** begin **
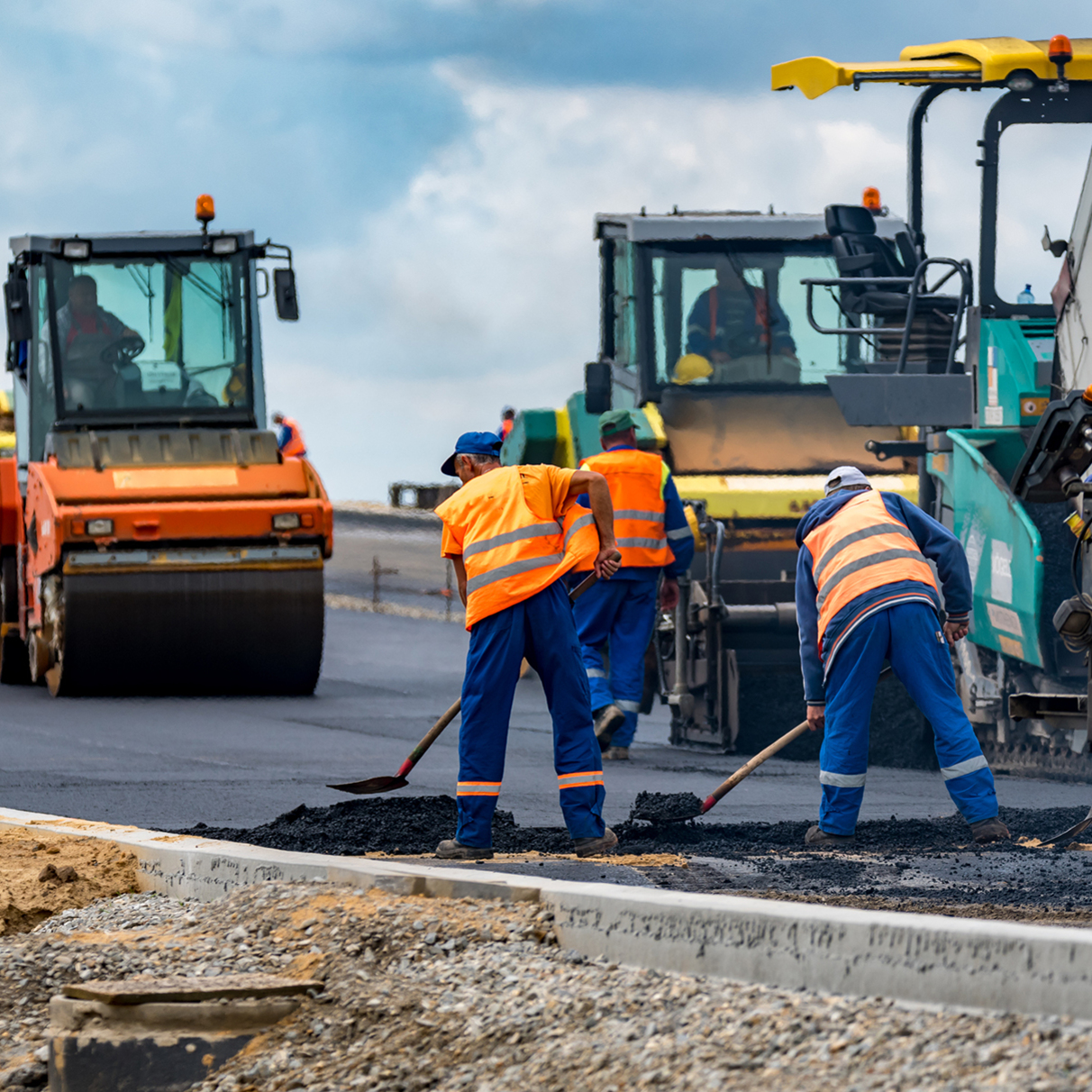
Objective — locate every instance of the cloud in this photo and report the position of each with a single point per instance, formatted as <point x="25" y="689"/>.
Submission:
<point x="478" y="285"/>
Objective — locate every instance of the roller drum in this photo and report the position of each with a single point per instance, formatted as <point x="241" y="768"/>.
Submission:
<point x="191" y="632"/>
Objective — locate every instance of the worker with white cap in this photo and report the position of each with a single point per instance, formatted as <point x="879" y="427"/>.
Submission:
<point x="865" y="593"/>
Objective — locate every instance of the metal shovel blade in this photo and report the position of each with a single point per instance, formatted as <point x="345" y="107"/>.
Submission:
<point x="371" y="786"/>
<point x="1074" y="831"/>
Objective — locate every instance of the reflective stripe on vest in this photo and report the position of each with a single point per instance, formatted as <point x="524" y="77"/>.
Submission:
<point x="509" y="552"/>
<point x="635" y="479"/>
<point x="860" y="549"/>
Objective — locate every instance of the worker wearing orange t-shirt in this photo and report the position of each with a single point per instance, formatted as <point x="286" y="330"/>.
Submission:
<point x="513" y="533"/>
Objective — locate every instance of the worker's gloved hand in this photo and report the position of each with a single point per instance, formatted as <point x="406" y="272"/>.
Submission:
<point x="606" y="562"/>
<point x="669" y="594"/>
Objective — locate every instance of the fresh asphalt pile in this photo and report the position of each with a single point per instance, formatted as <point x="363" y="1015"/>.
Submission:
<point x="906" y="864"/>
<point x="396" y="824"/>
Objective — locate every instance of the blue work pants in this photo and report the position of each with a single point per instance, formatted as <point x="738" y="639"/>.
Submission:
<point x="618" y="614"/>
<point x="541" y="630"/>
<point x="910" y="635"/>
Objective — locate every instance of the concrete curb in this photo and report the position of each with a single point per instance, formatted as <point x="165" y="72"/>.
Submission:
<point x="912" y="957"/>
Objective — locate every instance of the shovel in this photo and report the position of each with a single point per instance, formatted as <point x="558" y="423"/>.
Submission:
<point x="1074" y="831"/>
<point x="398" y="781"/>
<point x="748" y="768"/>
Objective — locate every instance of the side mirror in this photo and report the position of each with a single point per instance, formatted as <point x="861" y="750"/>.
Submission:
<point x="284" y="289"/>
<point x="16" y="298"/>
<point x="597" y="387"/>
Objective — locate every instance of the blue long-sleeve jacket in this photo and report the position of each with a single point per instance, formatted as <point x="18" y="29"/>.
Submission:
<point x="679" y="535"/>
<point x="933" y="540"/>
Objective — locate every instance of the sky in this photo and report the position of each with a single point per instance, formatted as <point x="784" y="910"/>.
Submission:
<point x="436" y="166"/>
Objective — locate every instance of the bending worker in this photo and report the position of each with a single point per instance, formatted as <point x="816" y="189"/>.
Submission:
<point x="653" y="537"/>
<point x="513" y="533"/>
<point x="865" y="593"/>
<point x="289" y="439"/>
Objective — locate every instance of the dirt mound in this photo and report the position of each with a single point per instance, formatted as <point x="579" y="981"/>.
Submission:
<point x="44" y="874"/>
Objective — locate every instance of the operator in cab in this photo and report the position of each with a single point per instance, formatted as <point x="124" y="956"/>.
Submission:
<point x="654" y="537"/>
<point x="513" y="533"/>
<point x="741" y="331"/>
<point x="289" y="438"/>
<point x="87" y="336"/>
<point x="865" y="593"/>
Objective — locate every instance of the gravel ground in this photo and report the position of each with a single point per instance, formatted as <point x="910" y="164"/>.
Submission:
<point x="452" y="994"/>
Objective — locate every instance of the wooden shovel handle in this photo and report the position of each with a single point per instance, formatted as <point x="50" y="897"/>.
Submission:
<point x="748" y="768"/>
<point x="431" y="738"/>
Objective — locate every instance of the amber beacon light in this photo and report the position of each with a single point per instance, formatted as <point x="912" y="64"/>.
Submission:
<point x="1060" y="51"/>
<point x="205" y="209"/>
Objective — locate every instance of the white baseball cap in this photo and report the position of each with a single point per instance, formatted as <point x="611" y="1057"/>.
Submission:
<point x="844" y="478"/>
** end **
** begin **
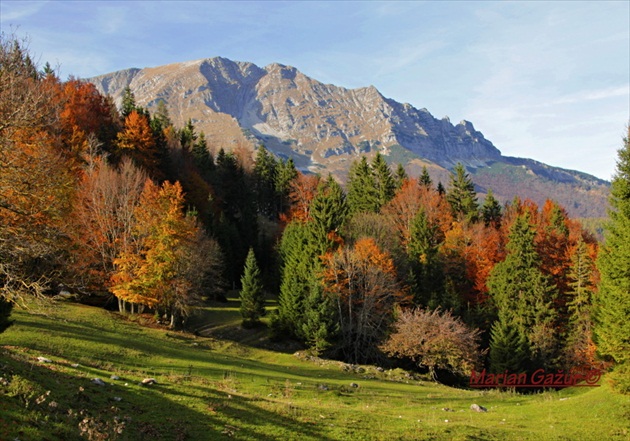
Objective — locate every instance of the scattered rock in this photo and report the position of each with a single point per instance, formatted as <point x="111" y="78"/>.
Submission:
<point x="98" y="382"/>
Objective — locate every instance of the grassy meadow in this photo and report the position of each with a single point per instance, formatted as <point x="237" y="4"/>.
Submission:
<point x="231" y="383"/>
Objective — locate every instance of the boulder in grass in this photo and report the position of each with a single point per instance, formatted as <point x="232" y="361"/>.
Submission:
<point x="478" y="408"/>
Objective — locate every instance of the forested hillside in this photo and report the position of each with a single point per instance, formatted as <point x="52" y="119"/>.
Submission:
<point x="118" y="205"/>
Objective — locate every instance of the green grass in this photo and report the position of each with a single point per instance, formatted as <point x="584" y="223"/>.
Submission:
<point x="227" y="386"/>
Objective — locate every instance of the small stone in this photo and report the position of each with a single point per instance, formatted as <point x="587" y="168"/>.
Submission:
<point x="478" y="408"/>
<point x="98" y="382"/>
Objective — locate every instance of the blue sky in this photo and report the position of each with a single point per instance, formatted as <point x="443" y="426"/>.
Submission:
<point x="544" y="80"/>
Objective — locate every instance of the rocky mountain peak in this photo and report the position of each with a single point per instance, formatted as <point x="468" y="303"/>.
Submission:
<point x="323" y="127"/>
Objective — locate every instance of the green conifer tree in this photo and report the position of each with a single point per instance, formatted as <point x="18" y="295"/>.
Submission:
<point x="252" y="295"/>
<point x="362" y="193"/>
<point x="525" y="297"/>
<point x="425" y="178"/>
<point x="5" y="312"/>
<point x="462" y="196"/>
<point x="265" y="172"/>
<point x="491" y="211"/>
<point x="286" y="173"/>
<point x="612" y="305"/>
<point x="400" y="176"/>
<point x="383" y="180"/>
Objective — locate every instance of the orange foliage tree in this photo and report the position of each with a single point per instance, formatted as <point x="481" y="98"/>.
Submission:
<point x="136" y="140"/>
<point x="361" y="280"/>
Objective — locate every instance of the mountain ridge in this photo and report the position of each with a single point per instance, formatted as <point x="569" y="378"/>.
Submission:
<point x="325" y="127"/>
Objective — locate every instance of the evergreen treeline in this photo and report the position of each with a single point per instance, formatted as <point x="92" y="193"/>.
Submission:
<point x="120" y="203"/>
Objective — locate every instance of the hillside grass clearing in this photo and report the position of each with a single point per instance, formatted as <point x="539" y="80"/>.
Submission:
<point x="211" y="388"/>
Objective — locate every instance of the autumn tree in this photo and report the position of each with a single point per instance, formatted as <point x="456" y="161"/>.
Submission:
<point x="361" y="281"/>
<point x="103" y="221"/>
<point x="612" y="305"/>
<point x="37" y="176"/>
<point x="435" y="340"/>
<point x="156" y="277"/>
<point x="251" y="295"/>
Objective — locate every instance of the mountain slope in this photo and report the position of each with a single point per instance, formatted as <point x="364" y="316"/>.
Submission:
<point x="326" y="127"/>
** end **
▸ WHAT IS BEING ASKED:
Which lines in the entries above contain the string "hillside"? Pull out each of those lines and copy it in full.

▸ THE SOLUTION:
Objective — locate every instance of the forested hillside in this photo and report the position of each with a single point per instance, formatted as <point x="52" y="119"/>.
Objective — locate every instance of the hillside grass clearing in this photo and report the position of each with a single point per instance, formatted as <point x="539" y="80"/>.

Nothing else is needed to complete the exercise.